Tasks.
- A) From the forum post about text versions of HTML pages, reproduce word for word the passage starting with "Post by Gerald" and going on through "favorite text editor...".
- B) Carry on writing the forum post about automatic text versions of HTML pages, picking up right after its last sentence.

Extract.
________________________________________

Automagic .txt versions of HTML pages (was Re: [Q] How to force a html page to a text version)

Automagic .txt versions of HTML pages (was Re: [Q] How to force a html page to a text version)

Post by Gerald Oskoboi » Wed, 19 Nov 1997 04:00:00




:

Quote:>|One thing you can do is:
>|1) view the page with Netscape or MSIE.
>|2) press CTRL A to select all text.
>|3) paste in your favorite text editor...

>And how do you do that in an automated fashion? You can't. The text
>version quickly becomes out of sync with the page itself.

If you're running Apache as your Web server, you can get automatic
text versions of HTML pages quite easily with a hack I thought up
a while ago.

________________________________________

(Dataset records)
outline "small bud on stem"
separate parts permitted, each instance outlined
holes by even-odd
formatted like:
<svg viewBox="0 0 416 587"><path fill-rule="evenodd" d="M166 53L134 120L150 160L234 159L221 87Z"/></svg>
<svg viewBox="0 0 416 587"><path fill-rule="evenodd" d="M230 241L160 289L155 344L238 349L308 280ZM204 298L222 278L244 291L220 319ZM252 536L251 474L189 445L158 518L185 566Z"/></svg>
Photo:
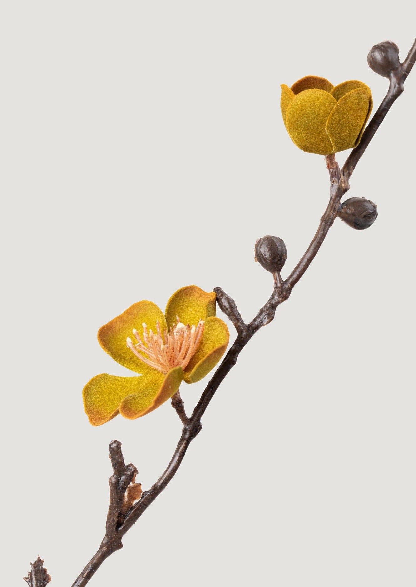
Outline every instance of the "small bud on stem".
<svg viewBox="0 0 416 587"><path fill-rule="evenodd" d="M280 272L287 258L286 245L278 237L268 235L256 241L255 261L270 273Z"/></svg>
<svg viewBox="0 0 416 587"><path fill-rule="evenodd" d="M377 207L365 198L350 198L340 206L338 216L351 228L364 230L377 217Z"/></svg>
<svg viewBox="0 0 416 587"><path fill-rule="evenodd" d="M373 72L383 77L390 77L400 65L398 47L391 41L375 45L367 55L367 61Z"/></svg>

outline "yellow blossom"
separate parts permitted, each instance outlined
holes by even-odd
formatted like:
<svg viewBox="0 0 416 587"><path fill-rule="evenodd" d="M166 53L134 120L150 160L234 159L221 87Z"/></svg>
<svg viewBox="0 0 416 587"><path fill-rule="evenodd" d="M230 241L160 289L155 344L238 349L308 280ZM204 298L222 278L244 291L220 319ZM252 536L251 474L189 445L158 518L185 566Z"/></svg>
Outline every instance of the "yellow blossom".
<svg viewBox="0 0 416 587"><path fill-rule="evenodd" d="M215 317L215 294L196 285L170 298L164 315L143 300L100 329L102 347L140 376L102 373L83 391L91 424L99 426L120 413L133 420L158 407L179 389L215 367L228 344L225 323Z"/></svg>
<svg viewBox="0 0 416 587"><path fill-rule="evenodd" d="M307 76L291 87L280 87L285 126L302 151L329 155L358 144L373 108L365 83L351 80L334 86L324 77Z"/></svg>

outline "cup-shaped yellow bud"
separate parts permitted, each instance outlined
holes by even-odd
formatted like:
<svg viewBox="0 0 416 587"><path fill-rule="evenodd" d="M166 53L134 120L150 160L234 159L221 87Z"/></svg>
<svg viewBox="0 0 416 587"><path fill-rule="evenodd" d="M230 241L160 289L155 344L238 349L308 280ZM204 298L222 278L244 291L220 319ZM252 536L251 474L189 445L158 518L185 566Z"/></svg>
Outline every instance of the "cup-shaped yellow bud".
<svg viewBox="0 0 416 587"><path fill-rule="evenodd" d="M358 144L373 108L365 83L353 80L334 86L324 77L307 76L281 87L285 126L302 151L329 155Z"/></svg>

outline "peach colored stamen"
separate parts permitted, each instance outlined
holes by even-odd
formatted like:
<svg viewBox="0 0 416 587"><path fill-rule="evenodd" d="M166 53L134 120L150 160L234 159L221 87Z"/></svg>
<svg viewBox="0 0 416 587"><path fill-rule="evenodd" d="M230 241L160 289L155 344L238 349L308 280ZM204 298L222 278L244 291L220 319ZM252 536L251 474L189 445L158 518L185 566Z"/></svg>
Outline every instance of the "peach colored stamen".
<svg viewBox="0 0 416 587"><path fill-rule="evenodd" d="M204 321L200 320L195 326L189 324L185 326L176 317L177 323L174 324L168 333L164 330L162 333L158 321L156 322L156 332L147 330L143 323L143 340L136 328L133 333L137 341L133 343L128 336L126 342L127 347L136 356L149 367L160 371L165 375L174 367L182 367L184 369L198 350L204 335ZM143 354L144 353L144 354Z"/></svg>

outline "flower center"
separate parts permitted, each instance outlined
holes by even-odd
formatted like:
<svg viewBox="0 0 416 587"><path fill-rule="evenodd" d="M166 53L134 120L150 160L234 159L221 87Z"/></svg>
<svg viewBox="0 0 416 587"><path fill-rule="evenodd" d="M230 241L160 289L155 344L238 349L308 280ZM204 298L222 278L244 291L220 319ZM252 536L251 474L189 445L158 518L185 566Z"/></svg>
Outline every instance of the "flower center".
<svg viewBox="0 0 416 587"><path fill-rule="evenodd" d="M174 367L181 366L184 369L202 339L204 321L200 320L196 326L190 326L189 324L185 326L178 316L176 321L168 333L164 330L162 333L158 321L157 334L151 330L148 332L147 326L143 323L143 340L134 328L133 333L137 342L133 343L128 336L126 340L127 347L141 361L165 375Z"/></svg>

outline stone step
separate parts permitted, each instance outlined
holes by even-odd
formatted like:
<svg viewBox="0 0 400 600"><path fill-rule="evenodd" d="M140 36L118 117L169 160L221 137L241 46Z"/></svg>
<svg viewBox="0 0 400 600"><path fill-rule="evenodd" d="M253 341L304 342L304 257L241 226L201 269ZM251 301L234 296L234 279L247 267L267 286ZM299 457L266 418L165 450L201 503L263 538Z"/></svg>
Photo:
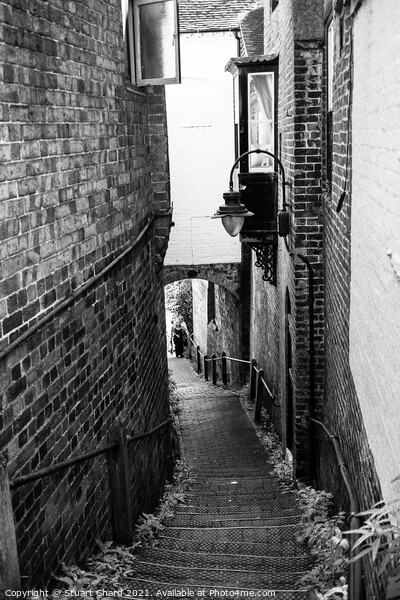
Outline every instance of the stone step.
<svg viewBox="0 0 400 600"><path fill-rule="evenodd" d="M163 563L165 565L182 565L202 569L228 569L244 571L273 571L287 573L303 573L310 567L311 560L307 556L251 556L246 554L210 554L208 552L184 552L160 547L143 548L138 554L140 561Z"/></svg>
<svg viewBox="0 0 400 600"><path fill-rule="evenodd" d="M248 556L263 556L263 557L290 557L297 558L299 556L306 555L306 549L302 545L292 546L291 548L280 547L278 545L270 545L264 542L254 542L250 540L248 542L233 542L224 541L218 539L191 539L169 537L168 535L161 534L158 537L158 548L164 548L168 550L179 550L182 552L190 553L209 553L209 554L246 554Z"/></svg>
<svg viewBox="0 0 400 600"><path fill-rule="evenodd" d="M310 600L306 590L265 590L255 587L237 588L218 585L174 585L160 577L130 578L127 587L144 598L274 598L275 600Z"/></svg>
<svg viewBox="0 0 400 600"><path fill-rule="evenodd" d="M260 525L295 525L300 522L301 515L285 515L278 512L276 516L271 516L271 512L263 511L262 514L257 514L250 511L249 513L238 514L192 514L192 513L176 513L175 516L167 521L167 525L175 527L244 527L244 526L260 526Z"/></svg>
<svg viewBox="0 0 400 600"><path fill-rule="evenodd" d="M135 577L155 577L165 583L175 585L199 586L229 586L257 587L260 589L296 589L301 587L299 582L302 572L277 573L273 570L258 571L244 569L222 569L214 567L194 567L185 565L170 565L142 560L135 561Z"/></svg>
<svg viewBox="0 0 400 600"><path fill-rule="evenodd" d="M193 540L199 542L259 542L270 544L271 548L285 546L287 551L300 548L296 542L296 525L271 525L255 527L171 527L163 530L163 535L180 540Z"/></svg>

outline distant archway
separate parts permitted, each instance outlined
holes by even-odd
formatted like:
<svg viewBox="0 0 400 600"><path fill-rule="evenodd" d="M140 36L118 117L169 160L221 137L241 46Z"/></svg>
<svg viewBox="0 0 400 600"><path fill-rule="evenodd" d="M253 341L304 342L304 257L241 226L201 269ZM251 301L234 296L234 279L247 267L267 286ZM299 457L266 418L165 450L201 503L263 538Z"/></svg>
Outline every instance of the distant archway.
<svg viewBox="0 0 400 600"><path fill-rule="evenodd" d="M180 279L205 279L229 290L237 300L240 298L240 278L240 263L164 266L164 285Z"/></svg>

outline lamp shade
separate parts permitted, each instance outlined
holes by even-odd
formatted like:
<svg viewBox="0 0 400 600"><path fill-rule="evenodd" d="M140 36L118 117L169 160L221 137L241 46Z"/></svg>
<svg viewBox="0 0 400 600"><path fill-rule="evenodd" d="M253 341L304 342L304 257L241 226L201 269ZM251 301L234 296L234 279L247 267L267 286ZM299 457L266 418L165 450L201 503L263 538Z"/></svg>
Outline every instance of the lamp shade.
<svg viewBox="0 0 400 600"><path fill-rule="evenodd" d="M232 237L237 236L241 232L243 224L244 217L239 217L238 215L222 217L222 225L225 227L225 231Z"/></svg>
<svg viewBox="0 0 400 600"><path fill-rule="evenodd" d="M246 217L252 217L254 213L247 210L240 202L240 192L229 190L223 194L225 204L219 207L212 219L222 219L222 224L232 237L240 233Z"/></svg>

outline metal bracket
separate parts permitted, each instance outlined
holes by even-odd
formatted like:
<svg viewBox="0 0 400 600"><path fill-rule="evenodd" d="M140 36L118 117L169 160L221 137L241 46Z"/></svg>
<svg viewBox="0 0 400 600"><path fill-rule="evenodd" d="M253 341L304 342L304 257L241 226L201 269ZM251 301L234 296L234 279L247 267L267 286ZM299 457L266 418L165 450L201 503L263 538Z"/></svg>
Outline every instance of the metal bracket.
<svg viewBox="0 0 400 600"><path fill-rule="evenodd" d="M263 280L276 286L277 244L268 242L247 242L247 245L256 253L255 266L263 270Z"/></svg>

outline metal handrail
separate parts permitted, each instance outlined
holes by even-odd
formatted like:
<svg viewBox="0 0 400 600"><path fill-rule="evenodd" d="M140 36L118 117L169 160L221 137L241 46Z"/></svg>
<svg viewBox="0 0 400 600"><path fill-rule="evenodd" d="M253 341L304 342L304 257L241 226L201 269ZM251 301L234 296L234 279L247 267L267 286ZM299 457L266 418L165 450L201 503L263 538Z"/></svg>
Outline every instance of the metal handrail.
<svg viewBox="0 0 400 600"><path fill-rule="evenodd" d="M114 260L112 260L104 269L93 275L88 281L82 284L80 287L76 288L69 296L64 298L64 300L60 300L56 303L46 314L41 317L38 317L38 320L32 325L28 325L28 329L18 335L12 342L10 342L5 348L0 351L0 360L3 360L6 356L8 356L12 350L17 348L20 344L22 344L25 340L27 340L30 336L32 336L36 331L41 329L48 323L53 317L57 316L58 313L62 312L68 306L73 304L77 298L79 298L86 290L88 290L96 281L98 281L101 277L106 275L108 271L110 271L116 264L121 262L123 258L130 252L132 252L135 247L142 241L150 227L152 226L155 220L155 216L150 217L148 223L143 227L142 231L139 233L137 238L119 254Z"/></svg>
<svg viewBox="0 0 400 600"><path fill-rule="evenodd" d="M127 435L126 441L127 443L135 442L137 440L141 440L143 438L149 437L159 429L165 427L165 425L170 424L171 419L167 419L163 421L153 429L149 431L145 431L144 433L139 433L138 435ZM96 448L96 450L90 450L89 452L84 452L79 456L74 456L73 458L68 458L67 460L60 461L58 463L53 463L48 467L44 467L43 469L37 469L36 471L32 471L31 473L27 473L26 475L21 475L20 477L15 477L15 479L10 480L10 488L17 488L21 485L25 485L26 483L31 483L32 481L36 481L37 479L42 479L42 477L47 477L48 475L52 475L53 473L57 473L58 471L62 471L64 469L68 469L76 464L84 462L86 460L90 460L91 458L95 458L96 456L100 456L101 454L106 454L111 450L115 450L118 448L119 442L111 442L105 446L101 446L100 448Z"/></svg>
<svg viewBox="0 0 400 600"><path fill-rule="evenodd" d="M225 358L226 358L226 360L231 360L232 362L241 362L246 365L251 365L251 360L242 360L241 358L232 358L232 356L225 356Z"/></svg>
<svg viewBox="0 0 400 600"><path fill-rule="evenodd" d="M349 473L349 470L347 468L347 464L344 460L344 456L342 453L342 449L340 446L340 438L333 434L331 431L329 431L329 429L324 425L324 423L321 423L321 421L318 421L317 419L314 419L312 417L309 417L309 420L312 421L313 423L316 423L317 425L319 425L327 434L327 436L329 437L330 442L332 443L333 449L335 451L335 455L336 455L336 460L337 460L337 464L338 464L338 468L340 471L340 474L342 475L342 479L343 482L345 484L348 496L349 496L349 502L350 502L350 513L349 513L349 525L351 529L359 529L361 527L361 518L358 515L358 513L360 512L360 500L358 497L358 493L357 493L357 489L354 485L353 479ZM354 534L352 534L352 537L354 536ZM353 537L354 540L354 537ZM360 552L360 548L357 547L354 549L354 543L351 545L351 553L353 555L353 558L355 556L357 556L357 554ZM363 592L363 585L362 585L362 562L361 560L356 560L350 563L349 566L349 598L350 600L363 600L364 599L364 592Z"/></svg>

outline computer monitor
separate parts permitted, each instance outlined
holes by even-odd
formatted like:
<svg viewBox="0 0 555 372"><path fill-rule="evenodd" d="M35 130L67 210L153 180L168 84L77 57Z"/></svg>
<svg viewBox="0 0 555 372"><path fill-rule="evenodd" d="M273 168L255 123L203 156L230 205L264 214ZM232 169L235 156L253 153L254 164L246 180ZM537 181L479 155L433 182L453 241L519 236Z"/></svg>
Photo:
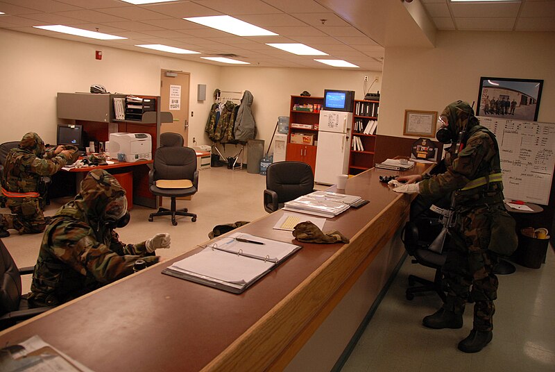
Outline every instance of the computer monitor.
<svg viewBox="0 0 555 372"><path fill-rule="evenodd" d="M68 124L58 126L58 144L72 144L80 150L84 149L83 142L83 126L80 124Z"/></svg>
<svg viewBox="0 0 555 372"><path fill-rule="evenodd" d="M352 112L354 103L355 92L352 90L324 90L324 110Z"/></svg>

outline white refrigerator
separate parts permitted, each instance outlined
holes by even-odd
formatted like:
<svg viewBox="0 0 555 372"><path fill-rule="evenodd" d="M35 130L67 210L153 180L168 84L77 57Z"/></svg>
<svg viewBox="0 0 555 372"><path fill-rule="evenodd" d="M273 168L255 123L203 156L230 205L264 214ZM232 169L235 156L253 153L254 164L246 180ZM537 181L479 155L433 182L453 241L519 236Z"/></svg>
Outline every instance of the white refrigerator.
<svg viewBox="0 0 555 372"><path fill-rule="evenodd" d="M352 126L352 112L320 112L314 182L335 185L339 175L348 174Z"/></svg>

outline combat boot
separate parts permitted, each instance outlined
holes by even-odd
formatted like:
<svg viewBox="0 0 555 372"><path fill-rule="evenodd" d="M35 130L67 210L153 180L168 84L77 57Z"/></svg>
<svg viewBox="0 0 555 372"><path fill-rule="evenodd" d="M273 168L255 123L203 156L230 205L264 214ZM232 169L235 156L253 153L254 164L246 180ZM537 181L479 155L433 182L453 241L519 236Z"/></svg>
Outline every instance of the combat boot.
<svg viewBox="0 0 555 372"><path fill-rule="evenodd" d="M490 330L472 330L468 336L459 343L459 350L465 353L478 353L493 338Z"/></svg>
<svg viewBox="0 0 555 372"><path fill-rule="evenodd" d="M10 236L10 232L6 230L2 226L0 226L0 237L8 237Z"/></svg>
<svg viewBox="0 0 555 372"><path fill-rule="evenodd" d="M435 330L458 329L463 327L463 314L455 314L454 312L441 307L432 315L425 316L422 320L422 323L425 327Z"/></svg>

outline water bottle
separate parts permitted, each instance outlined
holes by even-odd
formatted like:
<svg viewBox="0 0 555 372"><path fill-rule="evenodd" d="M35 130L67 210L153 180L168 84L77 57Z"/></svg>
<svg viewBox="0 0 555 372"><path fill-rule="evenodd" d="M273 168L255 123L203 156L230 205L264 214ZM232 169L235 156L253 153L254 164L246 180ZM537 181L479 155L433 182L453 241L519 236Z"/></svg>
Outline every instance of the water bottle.
<svg viewBox="0 0 555 372"><path fill-rule="evenodd" d="M278 117L278 133L287 133L289 131L289 117Z"/></svg>

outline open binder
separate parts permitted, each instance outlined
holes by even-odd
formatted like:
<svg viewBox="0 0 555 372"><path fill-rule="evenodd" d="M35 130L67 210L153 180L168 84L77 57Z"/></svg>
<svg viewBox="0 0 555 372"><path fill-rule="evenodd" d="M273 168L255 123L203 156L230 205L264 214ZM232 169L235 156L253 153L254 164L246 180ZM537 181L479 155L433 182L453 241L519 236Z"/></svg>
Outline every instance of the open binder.
<svg viewBox="0 0 555 372"><path fill-rule="evenodd" d="M162 272L240 294L300 248L291 243L235 232Z"/></svg>

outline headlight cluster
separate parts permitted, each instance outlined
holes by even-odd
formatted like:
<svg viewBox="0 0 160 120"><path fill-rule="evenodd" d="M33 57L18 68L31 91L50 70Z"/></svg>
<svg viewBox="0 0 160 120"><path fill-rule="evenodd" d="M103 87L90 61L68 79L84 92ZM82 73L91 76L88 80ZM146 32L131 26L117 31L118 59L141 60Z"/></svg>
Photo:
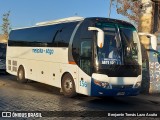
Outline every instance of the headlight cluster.
<svg viewBox="0 0 160 120"><path fill-rule="evenodd" d="M94 84L100 86L100 87L103 87L103 88L106 88L106 89L110 89L110 86L109 86L109 83L108 82L101 82L101 81L98 81L98 80L93 80L94 81Z"/></svg>

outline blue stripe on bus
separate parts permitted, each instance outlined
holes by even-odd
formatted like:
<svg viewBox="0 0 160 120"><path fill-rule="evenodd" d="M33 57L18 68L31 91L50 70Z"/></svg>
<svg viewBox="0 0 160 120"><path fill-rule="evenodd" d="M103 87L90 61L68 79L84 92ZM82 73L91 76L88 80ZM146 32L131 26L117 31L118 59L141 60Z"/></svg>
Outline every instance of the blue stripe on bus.
<svg viewBox="0 0 160 120"><path fill-rule="evenodd" d="M117 94L120 92L125 93L123 96L136 96L140 93L140 88L106 89L94 84L91 80L91 96L119 96Z"/></svg>

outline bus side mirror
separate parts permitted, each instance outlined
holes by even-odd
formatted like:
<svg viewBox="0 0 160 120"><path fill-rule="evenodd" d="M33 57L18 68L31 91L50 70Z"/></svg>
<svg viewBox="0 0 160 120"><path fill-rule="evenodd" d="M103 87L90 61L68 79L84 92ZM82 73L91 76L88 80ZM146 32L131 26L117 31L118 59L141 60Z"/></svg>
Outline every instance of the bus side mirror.
<svg viewBox="0 0 160 120"><path fill-rule="evenodd" d="M99 29L99 28L96 28L96 27L88 27L88 30L89 31L98 31L97 33L97 45L99 48L102 48L103 45L104 45L104 32L103 30Z"/></svg>
<svg viewBox="0 0 160 120"><path fill-rule="evenodd" d="M147 37L150 38L151 41L151 46L153 50L157 50L157 37L153 34L149 34L149 33L138 33L139 35L145 35Z"/></svg>

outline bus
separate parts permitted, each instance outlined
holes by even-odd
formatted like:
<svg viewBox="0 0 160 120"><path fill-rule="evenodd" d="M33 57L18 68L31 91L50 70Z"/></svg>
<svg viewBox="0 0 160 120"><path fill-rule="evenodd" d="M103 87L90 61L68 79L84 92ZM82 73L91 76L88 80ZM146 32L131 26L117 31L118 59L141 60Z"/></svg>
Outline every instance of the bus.
<svg viewBox="0 0 160 120"><path fill-rule="evenodd" d="M101 17L69 17L11 30L7 72L60 88L67 97L135 96L142 81L136 28Z"/></svg>
<svg viewBox="0 0 160 120"><path fill-rule="evenodd" d="M6 71L6 48L7 44L0 43L0 72Z"/></svg>

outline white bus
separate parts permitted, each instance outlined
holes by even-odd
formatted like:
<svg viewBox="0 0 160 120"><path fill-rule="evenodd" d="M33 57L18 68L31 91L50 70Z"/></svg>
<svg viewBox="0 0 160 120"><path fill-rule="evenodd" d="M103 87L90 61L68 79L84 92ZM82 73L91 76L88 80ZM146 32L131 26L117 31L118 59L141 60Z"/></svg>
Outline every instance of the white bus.
<svg viewBox="0 0 160 120"><path fill-rule="evenodd" d="M61 88L67 97L138 95L142 57L135 27L108 18L71 17L14 29L7 72Z"/></svg>
<svg viewBox="0 0 160 120"><path fill-rule="evenodd" d="M0 43L0 72L6 71L6 48L7 44Z"/></svg>

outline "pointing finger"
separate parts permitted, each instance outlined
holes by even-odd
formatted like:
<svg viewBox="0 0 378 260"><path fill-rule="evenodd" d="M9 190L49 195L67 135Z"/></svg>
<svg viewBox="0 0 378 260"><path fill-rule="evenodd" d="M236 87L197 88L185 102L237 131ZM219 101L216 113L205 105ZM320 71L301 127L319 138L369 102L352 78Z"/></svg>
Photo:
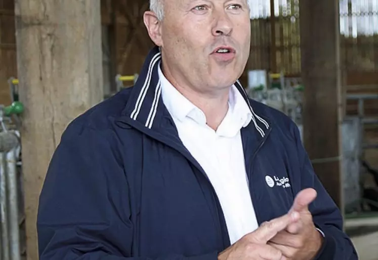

________________________________________

Answers to the tasks.
- A)
Post by Gerald Oskoboi » Wed, 19 Nov 1997 04:00:00




:

Quote:>|One thing you can do is:
>|1) view the page with Netscape or MSIE.
>|2) press CTRL A to select all text.
>|3) paste in your favorite text editor...

- B)
Just put this:

    ErrorDocument 404 /cgi-bin/404error

in your httpd's conf files, then include something like this in the
"404error" CGI script:

#!/usr/local/bin/perl
#
# 404error: a cool 404 error handler
#
# Gerald Oskoboiny, 30 Jan 1997

$htdocs    = "/www/htdocs";
$logfile   = "/usr/log/404_error_log";
$html2txt  = "/usr/local/bin/lynx -cfg=/usr/local/lib/lynx.cfg -validate -dump";

$extension = $ENV{REDIRECT_URL}; $extension =~ s/.*\.//g;
$basename  = $ENV{REDIRECT_URL}; $basename  =~ s/\.[^\.]*$//g;
$basename  =~ s|^/||g;

#####
# Check if they were looking for a ".txt" file; if so, generate one for them.
if ( ( $extension eq "txt" ) && ( -f "$htdocs/${basename}.html" ) ) {
    print "Content-Type: text/plain\n\n";
    open( HTML2TXT, "$html2txt http://www.hwg.org/${basename}.html |" ) ||
      die "couldn't run $html2txt with http://www.hwg.org/${basename}.html! $!";
    while (<HTML2TXT>) {
        print;
    }
    close( HTML2TXT ) || die "couldn't close $html2txt! $!";
    exit;

Quote:}

#####

# do other stuff here...

et voila! Instant .txt versions of all your HTML pages.

For example:

    http://www.hwg.org/resources/html/validation.html  (HTML)
    http://www.hwg.org/resources/html/validation.txt   (plain text)

    http://www.hwg.org/index.html
    http://www.hwg.org/index.txt

This isn't especially efficient, but it gets decent results with extremely
little effort.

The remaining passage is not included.